Start of MATERIAL FOR THE TASK
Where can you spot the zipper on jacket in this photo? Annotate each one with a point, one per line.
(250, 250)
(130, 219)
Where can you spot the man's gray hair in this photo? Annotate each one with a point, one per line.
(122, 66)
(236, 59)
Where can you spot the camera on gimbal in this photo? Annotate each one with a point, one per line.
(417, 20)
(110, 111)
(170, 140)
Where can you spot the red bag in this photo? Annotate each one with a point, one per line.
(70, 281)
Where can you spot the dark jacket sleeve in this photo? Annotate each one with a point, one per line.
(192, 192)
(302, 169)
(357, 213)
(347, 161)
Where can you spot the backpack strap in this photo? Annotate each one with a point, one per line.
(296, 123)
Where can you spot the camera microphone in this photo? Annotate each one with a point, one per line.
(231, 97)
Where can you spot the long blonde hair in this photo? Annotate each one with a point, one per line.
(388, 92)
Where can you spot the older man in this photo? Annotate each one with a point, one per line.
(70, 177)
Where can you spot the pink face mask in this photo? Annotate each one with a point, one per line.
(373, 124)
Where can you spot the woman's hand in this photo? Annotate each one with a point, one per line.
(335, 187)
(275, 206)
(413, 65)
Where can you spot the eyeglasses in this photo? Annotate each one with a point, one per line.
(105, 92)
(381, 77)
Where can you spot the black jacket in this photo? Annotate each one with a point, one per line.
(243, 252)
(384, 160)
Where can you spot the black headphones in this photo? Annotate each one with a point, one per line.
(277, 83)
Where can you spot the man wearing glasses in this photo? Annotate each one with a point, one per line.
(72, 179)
End of MATERIAL FOR THE TASK
INSTRUCTIONS TO FOLLOW. Edit the records by changing "Annotate" to "Mark" wherever it occurs, with all other text left as it is.

COMPLETED EXERCISE.
Where can you spot the zipper on jacket in this photo? Mark each one with a point, one per line.
(250, 250)
(130, 219)
Where can you spot the man's gray hair in this photo? Mark each one with a point, one per line.
(122, 66)
(236, 59)
Where can you spot the camera on gimbal in this photo? Mark each one with a point, one per line.
(417, 20)
(110, 111)
(170, 140)
Where can you spot the red bag in this photo? Mark each one with a point, one per line.
(70, 281)
Where can you spot the dark jacket sleeve in this photo? Mark each one with a point, one per line.
(192, 192)
(302, 169)
(357, 213)
(347, 161)
Where can you spot the backpack strap in this photo? Mark each one with a point, one per line.
(296, 123)
Where can you spot the camera microphone in this photo? Mark each one with a point, one per line.
(231, 97)
Where can you spot the long blonde hair in this photo? Mark each one with a point, one per line.
(388, 92)
Where can you spot the older man in this photo? Mark each one with a point, one per line.
(70, 177)
Where can you spot the pink face mask in this photo? Mark each one with a point, one per line.
(373, 124)
Where can you spot the woman's hand in this photo? Mark each one with a point, one per line.
(335, 187)
(275, 206)
(413, 65)
Where can you spot the eyeglasses in this photo? Mark each one with a point, one per line.
(105, 92)
(381, 77)
Where can you spot the black jacket in this photo? Mark each one with a point, one per line.
(243, 252)
(384, 160)
Where can you spot the black headphones in this photo? Mark each one with a point, one per line.
(277, 83)
Where can you spot the man wearing glasses in this photo? Mark each one with a point, one per line.
(72, 179)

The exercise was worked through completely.